## Exercise aim
Translate this sentence from the news report below about Hun Sen's trip to France into Spanish: "Last week, government spokesman Khieu Kanharith said Hun Sen would undergo medical checkups in France to determine whether he had an illness."

═════ Passage for review

Prime Minister Hun Sen traveled to France last week not for his own medical problems, but to visit his ailing wife, Bun Rany, said Om Yentieng, one of the premier’s advisers.
“Hun Sen doesn’t have any health problems, but his wife does,” Om Yentieng said on Monday. He would not disclose the nature of her illness.
Last week, government spokesman Khieu Kanharith said Hun Sen would undergo medical checkups in France to determine whether he had an illness.
But on Tuesday, Khieu Kanharith said the primary purpose of the trip was medical treatment for Bun Rany, who traveled to France on August 9, two days before her husband. Hun Sen might also get a checkup, he added.
A second adviser to Hun Sen, speaking on condition of anonymity, said the premier’s wife has stones in her gall bladder and an inflamed liver, but that her ailments are not serious.
“She is not in critical condition,” the adviser said. “She can walk.”

══════════
═════ Data to examine

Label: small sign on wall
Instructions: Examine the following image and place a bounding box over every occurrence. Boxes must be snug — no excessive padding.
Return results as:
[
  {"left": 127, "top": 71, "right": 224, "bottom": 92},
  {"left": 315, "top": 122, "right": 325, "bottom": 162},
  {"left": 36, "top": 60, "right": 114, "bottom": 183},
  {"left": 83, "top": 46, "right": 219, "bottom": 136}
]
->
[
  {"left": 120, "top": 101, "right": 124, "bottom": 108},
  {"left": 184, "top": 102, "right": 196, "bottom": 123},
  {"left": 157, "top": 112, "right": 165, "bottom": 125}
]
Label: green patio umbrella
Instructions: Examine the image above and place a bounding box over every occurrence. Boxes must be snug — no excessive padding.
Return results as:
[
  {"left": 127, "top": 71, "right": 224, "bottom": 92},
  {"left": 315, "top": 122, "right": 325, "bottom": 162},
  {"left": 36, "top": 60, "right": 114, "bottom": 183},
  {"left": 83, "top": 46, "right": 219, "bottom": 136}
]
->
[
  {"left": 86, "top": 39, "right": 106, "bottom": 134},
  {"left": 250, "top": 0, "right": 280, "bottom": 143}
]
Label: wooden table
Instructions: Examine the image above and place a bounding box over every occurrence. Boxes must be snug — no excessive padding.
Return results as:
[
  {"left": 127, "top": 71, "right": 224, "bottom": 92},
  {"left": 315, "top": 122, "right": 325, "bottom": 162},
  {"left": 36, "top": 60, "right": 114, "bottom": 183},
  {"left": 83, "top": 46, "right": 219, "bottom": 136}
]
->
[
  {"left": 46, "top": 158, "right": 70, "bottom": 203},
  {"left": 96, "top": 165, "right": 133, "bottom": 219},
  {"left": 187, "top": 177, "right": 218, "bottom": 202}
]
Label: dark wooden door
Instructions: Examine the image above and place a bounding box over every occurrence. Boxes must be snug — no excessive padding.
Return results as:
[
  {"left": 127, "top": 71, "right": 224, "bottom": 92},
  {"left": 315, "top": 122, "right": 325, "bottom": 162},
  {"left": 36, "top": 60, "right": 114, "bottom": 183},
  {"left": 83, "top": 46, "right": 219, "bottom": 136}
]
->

══════════

## Exercise result
La semana pasada, el portavoz del gobierno Khieu Kanharith dijo que Hun Sen se sometería a chequeos médicos en Francia para determinar si tenía alguna enfermedad.